DIRECTIVE
Reproduce all of the material below word for word, keeping every line as it is.

DATA SHOWN
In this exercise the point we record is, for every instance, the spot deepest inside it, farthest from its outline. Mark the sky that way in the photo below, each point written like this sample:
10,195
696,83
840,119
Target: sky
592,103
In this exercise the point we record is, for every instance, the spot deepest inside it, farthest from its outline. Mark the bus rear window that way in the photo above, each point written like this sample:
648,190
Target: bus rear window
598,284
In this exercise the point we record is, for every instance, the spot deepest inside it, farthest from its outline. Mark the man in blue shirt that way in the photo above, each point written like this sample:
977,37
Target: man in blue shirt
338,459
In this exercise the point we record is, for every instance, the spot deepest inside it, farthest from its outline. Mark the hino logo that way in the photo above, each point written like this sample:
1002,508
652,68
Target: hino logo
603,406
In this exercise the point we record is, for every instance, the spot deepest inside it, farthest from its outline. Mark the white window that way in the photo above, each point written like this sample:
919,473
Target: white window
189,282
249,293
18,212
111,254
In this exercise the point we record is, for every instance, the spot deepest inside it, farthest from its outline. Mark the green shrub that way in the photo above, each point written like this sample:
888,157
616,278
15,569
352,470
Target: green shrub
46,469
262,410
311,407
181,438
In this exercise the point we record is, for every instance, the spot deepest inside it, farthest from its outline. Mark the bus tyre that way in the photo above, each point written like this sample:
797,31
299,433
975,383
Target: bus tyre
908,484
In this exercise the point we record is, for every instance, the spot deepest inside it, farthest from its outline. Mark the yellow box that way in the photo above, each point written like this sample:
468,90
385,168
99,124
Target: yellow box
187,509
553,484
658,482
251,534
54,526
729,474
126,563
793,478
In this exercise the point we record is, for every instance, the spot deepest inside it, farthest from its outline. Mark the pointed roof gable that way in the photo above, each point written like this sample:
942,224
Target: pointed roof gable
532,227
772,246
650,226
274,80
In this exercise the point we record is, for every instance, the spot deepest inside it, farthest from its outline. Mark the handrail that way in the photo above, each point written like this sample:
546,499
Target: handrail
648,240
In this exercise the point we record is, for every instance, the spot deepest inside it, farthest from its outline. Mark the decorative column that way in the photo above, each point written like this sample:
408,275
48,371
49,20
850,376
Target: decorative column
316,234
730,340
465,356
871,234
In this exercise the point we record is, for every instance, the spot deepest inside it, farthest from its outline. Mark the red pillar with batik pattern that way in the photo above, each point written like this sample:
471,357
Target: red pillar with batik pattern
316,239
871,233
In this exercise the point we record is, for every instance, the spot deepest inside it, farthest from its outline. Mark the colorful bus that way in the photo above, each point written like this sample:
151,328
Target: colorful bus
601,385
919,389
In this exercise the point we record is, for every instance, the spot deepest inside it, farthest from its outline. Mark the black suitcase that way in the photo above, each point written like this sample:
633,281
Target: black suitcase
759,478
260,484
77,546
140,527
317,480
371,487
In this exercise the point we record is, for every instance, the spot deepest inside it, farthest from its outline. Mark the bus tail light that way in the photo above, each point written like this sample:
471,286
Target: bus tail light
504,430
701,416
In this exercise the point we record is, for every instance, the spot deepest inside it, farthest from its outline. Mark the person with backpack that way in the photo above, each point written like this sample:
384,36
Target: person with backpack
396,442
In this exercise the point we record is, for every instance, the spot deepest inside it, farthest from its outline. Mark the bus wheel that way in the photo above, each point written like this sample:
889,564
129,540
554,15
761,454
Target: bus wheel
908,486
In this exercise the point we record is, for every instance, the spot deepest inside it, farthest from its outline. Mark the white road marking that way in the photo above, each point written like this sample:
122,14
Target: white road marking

SOLUTION FOR THIS EXERCISE
In this exercise the point we record is, for every instance, the spot deepest inside it, farthest from its outline. Mark the sky that way in the photo below, each point written like this sample:
10,195
696,83
840,119
Target: sky
592,103
In this exercise the point we record is, for every instance, the spot deepest inside it, farthest from its outline. Mark the bus rear window that way in the photo above, each point written like this sample:
648,190
Target: bus rear window
598,284
In this exercise the point we record is, for every instance, the spot deepest inside it, farthest from its outline. Mark the man in blue shirt that way in the photo above, each point written like this sample:
977,37
Target: man in blue shirt
338,459
In this exercise the point we record is, for every instance, the spot deepest inside it, farthest from its outline. Mark the hino logo that way in the photo above, each point written like this sample:
1002,508
652,68
Target: hino logo
603,406
In this exercise the point we record is, for every instance, the spot deepest inside it, farthest from its outline. Mark the white window that way in the photo above, each point written like this sample:
919,473
Target: white window
189,282
249,293
18,212
111,254
In this exercise the point we record is, for every instance, the spot deepest inside it, farthest from its outline. Mark the green shrub that way in the photo above, each point written like this sample:
888,157
616,278
15,569
352,470
Target: green shrub
46,469
262,410
311,407
181,438
In this exercise the point we record is, for every instance, the spot deepest inside it, farthest from its outline. Mark the bus tyre that way in the photo above, each point written like this sample:
797,31
299,433
975,383
Target: bus tyre
908,484
In this exercise the point we record is, for every instance, the spot deepest inside it, farthest from its outline. Mark the yellow box that way in the photo above, each point written like this sample:
468,90
385,168
99,124
Target: yellow box
187,509
553,484
658,482
251,534
54,526
729,474
126,563
793,478
In this exercise the point we record is, for every instance, the spot deepest inside it, farthest from its outline. Mark the pointed roof gable that way in the photo above, each point written like this sample:
942,224
Target: pointed roof gable
532,227
772,246
650,226
274,80
In this exercise the point we record is, for every instance, the spot deepest inside it, farthest from its outline. Mark the handrail that way in the photo above, each point written like this sample:
546,499
Target: handrail
648,240
In this exercise the point we record is, for every instance, the spot deepest inside it, farthest from its outline. Mark the decorative column that way in the photo above, each point written like this sample:
408,275
48,371
49,20
850,376
Target: decorative column
316,234
730,340
465,356
871,234
In this exercise the point we record is, for every instance, the spot deepest inside it, farthest from its outline. Mark the red pillar with batik pattern that way in the photo above, each point written like this sample:
471,357
Target: red pillar with batik pattern
316,239
871,233
In this exercise the point we record is, for every instance, the spot deepest inside it, farthest from its outline. Mark the colorful bus that way in the photo above, each point written like this sample:
151,328
Target: colorful bus
601,385
919,389
In this exercise the point we record is, for every instance, the spot deepest inside it, farthest from its outline. Mark the black suitcase that way in the photo above, each point written like this sample:
633,281
Target: black suitcase
759,478
260,484
77,546
140,527
317,480
371,487
In this exercise the point we record is, for every instance, the spot deepest inside it, farthest from its outline. Mark the bus tail light that way in the photo above, each point written like this sample:
471,286
Target: bus tail light
504,430
701,416
In this exercise the point we record is, for every instance, the spot deepest inside it, farthest from its outline. Mark the person with backpack that way in the photo above, each point written like this sample:
384,36
Target: person with backpack
396,442
In this exercise the point we record is, for every instance, the spot deepest inside it, farthest from its outline. Mark the bus wheel that way in the photo above, each point written like this sample:
889,564
129,540
554,15
761,454
Target: bus wheel
908,486
In this exercise the point we record is, for every instance, the spot deepest inside it, farthest from its outline. Mark the white road marking that way in the photo above, each point written like this sample:
122,14
Target: white road marking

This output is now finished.